◆ TO BE DONE ◆
Convert everything from the row containing "of the unopened" down to the row containing "[[414, 209], [443, 207], [512, 296], [375, 328]]" into a two-column CSV with columns instruction and points, one CSV line per README text with the JSON array that follows it. Put each value in a single quoted field, with line breaks replaced by spaces.

◆ RECORDS FOR THE EXERCISE ◆
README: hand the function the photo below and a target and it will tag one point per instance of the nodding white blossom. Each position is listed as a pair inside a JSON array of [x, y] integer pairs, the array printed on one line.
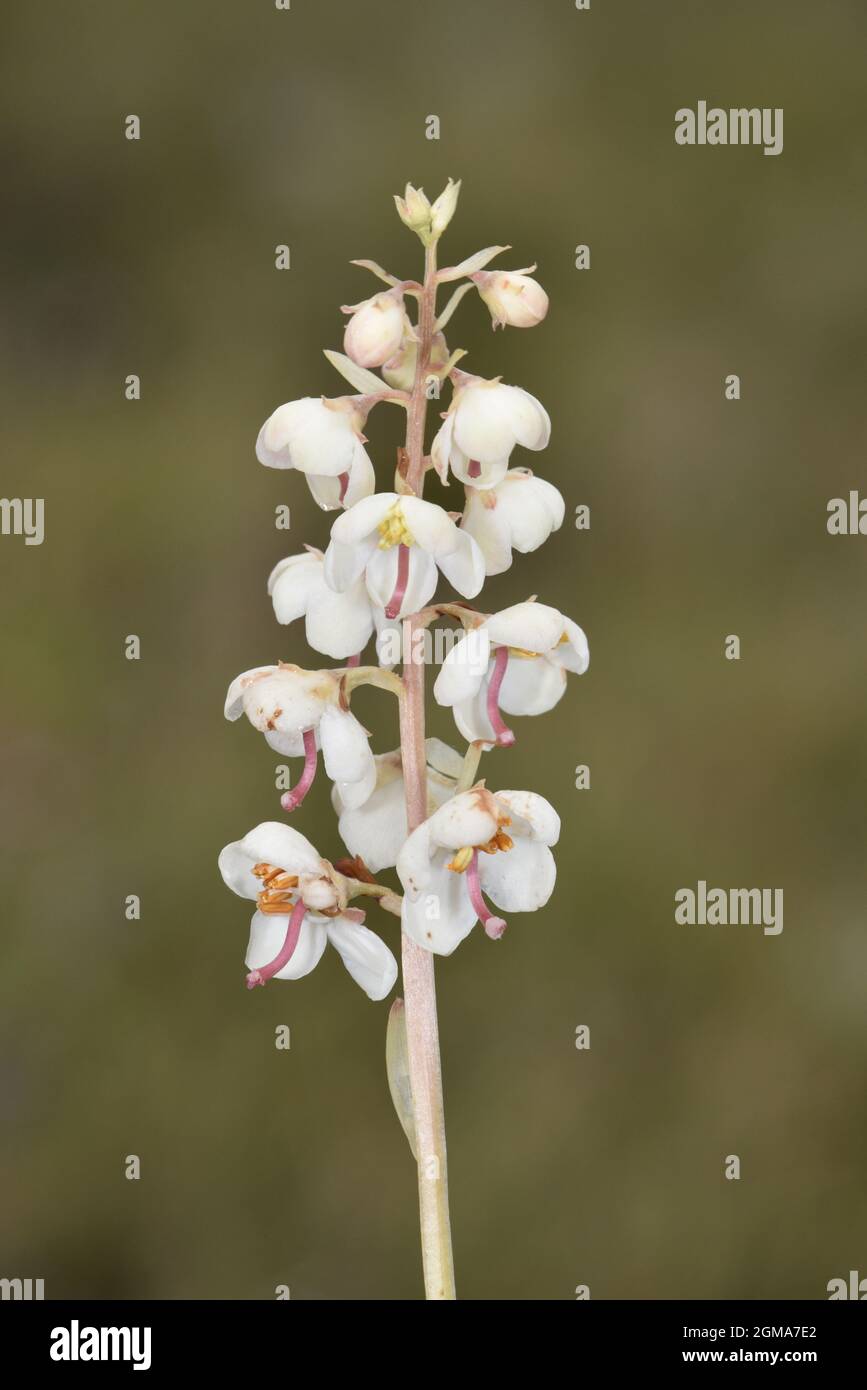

--

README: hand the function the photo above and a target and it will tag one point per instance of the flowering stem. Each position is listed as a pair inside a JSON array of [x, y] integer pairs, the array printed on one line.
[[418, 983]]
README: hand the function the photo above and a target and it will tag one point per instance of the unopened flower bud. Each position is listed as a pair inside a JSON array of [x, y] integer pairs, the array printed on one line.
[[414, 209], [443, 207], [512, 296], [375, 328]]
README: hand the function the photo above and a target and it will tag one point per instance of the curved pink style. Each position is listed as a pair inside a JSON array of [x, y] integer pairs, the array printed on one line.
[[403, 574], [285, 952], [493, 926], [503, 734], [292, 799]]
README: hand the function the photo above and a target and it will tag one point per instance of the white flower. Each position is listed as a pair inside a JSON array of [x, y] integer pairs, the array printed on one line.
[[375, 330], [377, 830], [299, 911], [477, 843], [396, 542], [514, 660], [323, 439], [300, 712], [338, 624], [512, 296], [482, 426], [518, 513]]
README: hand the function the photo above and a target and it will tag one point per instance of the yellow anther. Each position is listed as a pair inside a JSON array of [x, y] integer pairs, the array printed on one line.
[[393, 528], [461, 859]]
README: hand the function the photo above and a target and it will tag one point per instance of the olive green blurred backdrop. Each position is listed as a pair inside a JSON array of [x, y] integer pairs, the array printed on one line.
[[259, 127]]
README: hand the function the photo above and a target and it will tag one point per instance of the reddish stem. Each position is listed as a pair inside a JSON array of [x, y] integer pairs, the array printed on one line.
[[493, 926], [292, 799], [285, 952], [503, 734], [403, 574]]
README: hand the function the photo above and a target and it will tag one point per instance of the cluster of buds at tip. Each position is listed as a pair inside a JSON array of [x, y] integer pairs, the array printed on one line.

--

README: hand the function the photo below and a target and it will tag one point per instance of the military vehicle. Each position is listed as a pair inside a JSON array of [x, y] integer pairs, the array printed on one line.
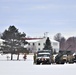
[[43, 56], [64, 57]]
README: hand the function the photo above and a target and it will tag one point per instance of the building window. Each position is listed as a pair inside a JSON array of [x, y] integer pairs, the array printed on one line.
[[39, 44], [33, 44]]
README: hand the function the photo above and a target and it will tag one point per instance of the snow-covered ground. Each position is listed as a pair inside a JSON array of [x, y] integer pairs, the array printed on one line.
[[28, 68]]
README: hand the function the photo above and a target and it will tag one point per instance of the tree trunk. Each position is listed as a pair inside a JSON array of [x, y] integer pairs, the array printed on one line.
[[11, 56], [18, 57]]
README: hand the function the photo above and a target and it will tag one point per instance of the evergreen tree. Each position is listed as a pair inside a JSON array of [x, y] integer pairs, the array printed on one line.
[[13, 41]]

◆ IN RESPONSE ◆
instruction,points
"README: hand the function the photo above and a target and it will tag one point per instance of the unopened flower bud. Each position is listed as a pair inside a JSON array of [x, y] integer pairs, the array printed on one line.","[[414, 209], [443, 207], [512, 296], [375, 328]]"